Content starts

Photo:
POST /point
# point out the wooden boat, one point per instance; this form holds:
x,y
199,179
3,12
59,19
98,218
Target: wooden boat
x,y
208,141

Content ends

**Your objective**
Whenever the word "point" appears in a line of the listing, report that line.

**Exercise answer**
POST /point
# point out the wooden boat, one point per instance; this form holds:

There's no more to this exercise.